-- START OF MATERIAL TO PROCESS --
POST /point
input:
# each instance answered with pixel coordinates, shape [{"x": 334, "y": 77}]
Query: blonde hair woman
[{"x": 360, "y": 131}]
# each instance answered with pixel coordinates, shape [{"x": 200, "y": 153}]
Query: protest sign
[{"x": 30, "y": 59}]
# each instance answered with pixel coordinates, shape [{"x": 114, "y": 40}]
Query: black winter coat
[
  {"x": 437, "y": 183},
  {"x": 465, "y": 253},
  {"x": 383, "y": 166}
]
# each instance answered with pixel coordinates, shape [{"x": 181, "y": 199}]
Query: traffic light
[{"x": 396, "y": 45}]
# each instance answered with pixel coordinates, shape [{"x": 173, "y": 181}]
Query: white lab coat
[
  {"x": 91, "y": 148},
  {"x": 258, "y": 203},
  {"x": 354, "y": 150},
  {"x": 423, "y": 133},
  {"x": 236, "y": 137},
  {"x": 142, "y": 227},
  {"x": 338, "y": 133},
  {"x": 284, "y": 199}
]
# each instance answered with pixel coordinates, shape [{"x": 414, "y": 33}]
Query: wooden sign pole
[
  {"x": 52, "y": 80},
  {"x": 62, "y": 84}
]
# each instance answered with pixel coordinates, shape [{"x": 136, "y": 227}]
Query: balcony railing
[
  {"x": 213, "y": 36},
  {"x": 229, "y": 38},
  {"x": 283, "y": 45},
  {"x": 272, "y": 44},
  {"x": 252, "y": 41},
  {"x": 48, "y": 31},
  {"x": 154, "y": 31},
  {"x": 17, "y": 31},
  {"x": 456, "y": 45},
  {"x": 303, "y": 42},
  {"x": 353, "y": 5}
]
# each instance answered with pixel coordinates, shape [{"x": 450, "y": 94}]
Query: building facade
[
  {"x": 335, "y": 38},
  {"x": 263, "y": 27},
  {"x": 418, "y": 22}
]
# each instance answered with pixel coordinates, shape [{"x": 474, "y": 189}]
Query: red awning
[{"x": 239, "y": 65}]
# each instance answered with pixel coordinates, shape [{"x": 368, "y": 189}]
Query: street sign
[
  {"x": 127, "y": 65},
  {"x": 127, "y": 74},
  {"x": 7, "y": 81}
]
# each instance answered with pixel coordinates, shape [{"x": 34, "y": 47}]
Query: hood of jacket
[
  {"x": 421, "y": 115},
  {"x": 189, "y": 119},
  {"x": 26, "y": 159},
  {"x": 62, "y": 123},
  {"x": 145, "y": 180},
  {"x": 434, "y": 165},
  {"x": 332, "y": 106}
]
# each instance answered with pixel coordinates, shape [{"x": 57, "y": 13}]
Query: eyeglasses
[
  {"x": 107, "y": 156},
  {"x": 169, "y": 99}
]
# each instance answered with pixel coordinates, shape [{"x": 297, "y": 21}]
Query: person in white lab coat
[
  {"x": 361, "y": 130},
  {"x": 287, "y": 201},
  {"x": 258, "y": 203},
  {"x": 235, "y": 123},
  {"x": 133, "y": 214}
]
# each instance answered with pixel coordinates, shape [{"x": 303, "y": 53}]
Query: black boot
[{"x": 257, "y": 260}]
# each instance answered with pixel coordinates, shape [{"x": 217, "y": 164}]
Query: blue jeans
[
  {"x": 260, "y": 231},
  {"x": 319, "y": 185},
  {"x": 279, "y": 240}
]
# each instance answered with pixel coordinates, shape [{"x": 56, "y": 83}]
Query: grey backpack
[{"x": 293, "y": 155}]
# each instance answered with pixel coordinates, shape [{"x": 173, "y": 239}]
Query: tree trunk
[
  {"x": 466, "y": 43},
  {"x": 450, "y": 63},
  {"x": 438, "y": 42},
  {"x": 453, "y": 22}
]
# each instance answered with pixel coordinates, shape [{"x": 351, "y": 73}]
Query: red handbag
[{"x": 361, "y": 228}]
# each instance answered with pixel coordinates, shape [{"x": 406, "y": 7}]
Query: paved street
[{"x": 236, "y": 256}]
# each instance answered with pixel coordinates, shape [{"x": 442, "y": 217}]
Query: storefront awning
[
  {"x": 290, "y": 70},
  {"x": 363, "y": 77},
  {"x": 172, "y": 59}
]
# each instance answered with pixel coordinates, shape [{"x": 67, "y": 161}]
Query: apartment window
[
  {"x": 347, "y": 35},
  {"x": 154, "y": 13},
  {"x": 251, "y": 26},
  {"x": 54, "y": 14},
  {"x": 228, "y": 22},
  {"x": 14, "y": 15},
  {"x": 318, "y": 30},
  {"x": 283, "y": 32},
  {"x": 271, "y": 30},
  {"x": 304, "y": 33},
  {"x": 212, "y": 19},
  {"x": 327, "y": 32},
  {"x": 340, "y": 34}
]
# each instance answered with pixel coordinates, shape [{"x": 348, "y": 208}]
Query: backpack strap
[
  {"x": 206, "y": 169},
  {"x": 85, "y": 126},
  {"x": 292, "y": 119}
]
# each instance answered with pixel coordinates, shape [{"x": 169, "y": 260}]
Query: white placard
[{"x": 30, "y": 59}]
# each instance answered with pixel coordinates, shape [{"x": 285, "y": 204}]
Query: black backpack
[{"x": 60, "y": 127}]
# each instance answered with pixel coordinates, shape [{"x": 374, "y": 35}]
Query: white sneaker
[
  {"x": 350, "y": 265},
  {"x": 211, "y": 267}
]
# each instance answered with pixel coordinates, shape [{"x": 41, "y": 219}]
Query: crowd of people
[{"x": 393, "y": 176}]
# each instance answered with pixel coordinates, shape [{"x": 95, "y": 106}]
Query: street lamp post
-- END OF MATERIAL TO PROCESS --
Copy all the records above precisely.

POST /point
input:
# each instance answered with pixel coordinates, shape [{"x": 334, "y": 77}]
Query: blonde hair woman
[{"x": 360, "y": 131}]
# each instance answered with pixel coordinates, shape [{"x": 200, "y": 153}]
Query: protest sign
[{"x": 30, "y": 59}]
# each instance answered with pixel coordinates, shape [{"x": 114, "y": 40}]
Query: black winter coat
[
  {"x": 437, "y": 183},
  {"x": 465, "y": 253},
  {"x": 383, "y": 166}
]
# each instance answered with pixel coordinates, shape [{"x": 181, "y": 199}]
Query: traffic light
[{"x": 396, "y": 45}]
# each instance answered with pixel coordinates, shape [{"x": 173, "y": 181}]
Query: white lab coat
[
  {"x": 91, "y": 148},
  {"x": 258, "y": 203},
  {"x": 354, "y": 150},
  {"x": 423, "y": 133},
  {"x": 236, "y": 137},
  {"x": 142, "y": 227},
  {"x": 338, "y": 133},
  {"x": 284, "y": 199}
]
# each instance answered with pixel coordinates, shape [{"x": 414, "y": 33}]
Query: wooden sign pole
[
  {"x": 52, "y": 80},
  {"x": 62, "y": 84}
]
# each instance answered with pixel coordinates, shape [{"x": 136, "y": 227}]
Query: balcony railing
[
  {"x": 213, "y": 36},
  {"x": 229, "y": 38},
  {"x": 283, "y": 45},
  {"x": 272, "y": 44},
  {"x": 252, "y": 41},
  {"x": 48, "y": 31},
  {"x": 154, "y": 31},
  {"x": 17, "y": 31},
  {"x": 456, "y": 45},
  {"x": 303, "y": 42},
  {"x": 353, "y": 5}
]
# each instance answered with pixel coordinates, shape [{"x": 450, "y": 94}]
Query: building facade
[
  {"x": 335, "y": 38},
  {"x": 263, "y": 27},
  {"x": 418, "y": 22}
]
# each instance answered with pixel coordinates, shape [{"x": 474, "y": 189}]
Query: red awning
[{"x": 239, "y": 65}]
# each instance answered with pixel coordinates, shape [{"x": 368, "y": 189}]
Query: street sign
[
  {"x": 127, "y": 65},
  {"x": 127, "y": 74},
  {"x": 7, "y": 81}
]
# each instance answered with pixel coordinates, shape [{"x": 34, "y": 47}]
Query: hood of jacket
[
  {"x": 421, "y": 115},
  {"x": 189, "y": 119},
  {"x": 26, "y": 159},
  {"x": 62, "y": 123},
  {"x": 145, "y": 180},
  {"x": 434, "y": 165},
  {"x": 332, "y": 106}
]
# each instance answered with pixel coordinates, shape [{"x": 57, "y": 13}]
Query: eyeglasses
[
  {"x": 107, "y": 156},
  {"x": 169, "y": 99}
]
# each instance answered with pixel coordinates, shape [{"x": 297, "y": 21}]
Query: person in white lab coat
[
  {"x": 361, "y": 130},
  {"x": 287, "y": 201},
  {"x": 258, "y": 203},
  {"x": 235, "y": 123},
  {"x": 133, "y": 214}
]
# each instance answered with pixel coordinates, shape [{"x": 303, "y": 53}]
Query: black boot
[{"x": 257, "y": 260}]
# each instance answered with pixel coordinates, shape [{"x": 217, "y": 164}]
Query: blue jeans
[
  {"x": 260, "y": 231},
  {"x": 319, "y": 185},
  {"x": 279, "y": 240}
]
# each instance answered with pixel coordinates, shape [{"x": 56, "y": 83}]
Query: grey backpack
[{"x": 293, "y": 155}]
# each instance answered with pixel coordinates, shape [{"x": 173, "y": 239}]
Query: tree trunk
[
  {"x": 466, "y": 43},
  {"x": 450, "y": 63},
  {"x": 438, "y": 42},
  {"x": 453, "y": 22}
]
# each instance answered with pixel coordinates, shape [{"x": 351, "y": 73}]
Query: red handbag
[{"x": 361, "y": 228}]
# each instance answered with pixel coordinates, shape [{"x": 406, "y": 7}]
Query: paved street
[{"x": 236, "y": 256}]
# each instance answered with pixel coordinates, shape [{"x": 442, "y": 217}]
Query: storefront awning
[
  {"x": 290, "y": 70},
  {"x": 363, "y": 77},
  {"x": 172, "y": 59}
]
# each instance answered with pixel coordinates, shape [{"x": 67, "y": 161}]
Query: apartment window
[
  {"x": 347, "y": 35},
  {"x": 154, "y": 13},
  {"x": 251, "y": 26},
  {"x": 54, "y": 14},
  {"x": 228, "y": 22},
  {"x": 14, "y": 15},
  {"x": 318, "y": 30},
  {"x": 283, "y": 32},
  {"x": 271, "y": 30},
  {"x": 304, "y": 33},
  {"x": 212, "y": 19},
  {"x": 327, "y": 32},
  {"x": 340, "y": 34}
]
# each instance answered with pixel coordinates, shape [{"x": 348, "y": 208}]
Query: backpack strap
[
  {"x": 206, "y": 169},
  {"x": 85, "y": 126},
  {"x": 292, "y": 119}
]
# each instance answered with pixel coordinates, shape [{"x": 169, "y": 260}]
Query: white placard
[{"x": 30, "y": 59}]
# each instance answered with pixel coordinates, shape [{"x": 285, "y": 204}]
Query: black backpack
[{"x": 60, "y": 127}]
# each instance answered with pixel coordinates, shape [{"x": 374, "y": 35}]
Query: white sneaker
[
  {"x": 350, "y": 265},
  {"x": 211, "y": 267}
]
# each instance answered with pixel coordinates, shape [{"x": 41, "y": 219}]
Query: crowd of people
[{"x": 393, "y": 176}]
# each instance answered with pixel coordinates, shape [{"x": 95, "y": 106}]
Query: street lamp post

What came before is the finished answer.